LISTED ENTRIES:
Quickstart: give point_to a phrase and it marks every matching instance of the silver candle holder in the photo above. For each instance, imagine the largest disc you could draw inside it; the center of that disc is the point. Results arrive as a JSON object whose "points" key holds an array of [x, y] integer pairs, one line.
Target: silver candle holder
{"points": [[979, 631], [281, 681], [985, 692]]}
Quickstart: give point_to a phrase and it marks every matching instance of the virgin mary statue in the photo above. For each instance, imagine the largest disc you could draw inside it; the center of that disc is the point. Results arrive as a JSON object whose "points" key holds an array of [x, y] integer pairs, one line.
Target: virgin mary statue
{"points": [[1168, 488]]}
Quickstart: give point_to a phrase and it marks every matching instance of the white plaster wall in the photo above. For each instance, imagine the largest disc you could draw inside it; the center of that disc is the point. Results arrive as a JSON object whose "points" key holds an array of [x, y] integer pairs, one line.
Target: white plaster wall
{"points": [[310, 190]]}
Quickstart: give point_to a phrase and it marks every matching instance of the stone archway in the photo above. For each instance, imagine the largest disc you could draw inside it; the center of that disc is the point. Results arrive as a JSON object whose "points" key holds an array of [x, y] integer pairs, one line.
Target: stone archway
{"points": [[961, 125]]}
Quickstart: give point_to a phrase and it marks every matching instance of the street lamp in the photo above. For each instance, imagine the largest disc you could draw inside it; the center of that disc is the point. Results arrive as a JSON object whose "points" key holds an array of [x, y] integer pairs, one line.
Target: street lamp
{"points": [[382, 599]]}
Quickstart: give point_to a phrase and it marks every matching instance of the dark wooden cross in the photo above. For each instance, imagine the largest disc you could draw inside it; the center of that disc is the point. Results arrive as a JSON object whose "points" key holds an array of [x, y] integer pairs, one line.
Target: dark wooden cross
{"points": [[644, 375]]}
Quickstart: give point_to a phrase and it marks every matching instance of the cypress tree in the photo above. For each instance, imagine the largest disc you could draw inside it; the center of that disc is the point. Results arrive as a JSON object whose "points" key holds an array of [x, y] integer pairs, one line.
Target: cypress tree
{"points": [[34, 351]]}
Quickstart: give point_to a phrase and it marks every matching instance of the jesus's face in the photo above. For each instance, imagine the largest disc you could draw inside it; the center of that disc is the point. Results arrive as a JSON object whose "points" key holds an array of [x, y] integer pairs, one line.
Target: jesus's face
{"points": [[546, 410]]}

REQUIRED WORK: Reproduce the listing word for word, starting at the line that contains "of the dark" and ending with the last line of the listing.

REPLY:
Quickstart: give point_to a phrase and it marks every matching instance of the dark wooden cross in the photo above. For each instance, imagine the largest disc you could draw inside it; the center of that disc is the point. Results arrive as a JSON object whose "points" key holds an array of [x, y] integer pairs, one line.
Target: dark wooden cross
{"points": [[644, 375]]}
Quickstart: give point_to a phrase and it marks every matching instance of the cypress tree in the photo above. For each instance, imagine the largest disc you could draw inside it; the center of that disc is the point. Results arrive as a JSON object whose "points" key holds an array of [x, y] integer pairs, one line.
Target: cypress tree
{"points": [[34, 351]]}
Quickstart: give point_to a phrase and it marks every matching instance of the jesus's face in the photo above. For each instance, imagine the largest disc you could draw inside it; the center of that disc is the point. Results arrive as a JSON object whose "points" key holds an array of [x, y] integer pairs, one line.
Target: jesus's face
{"points": [[546, 410]]}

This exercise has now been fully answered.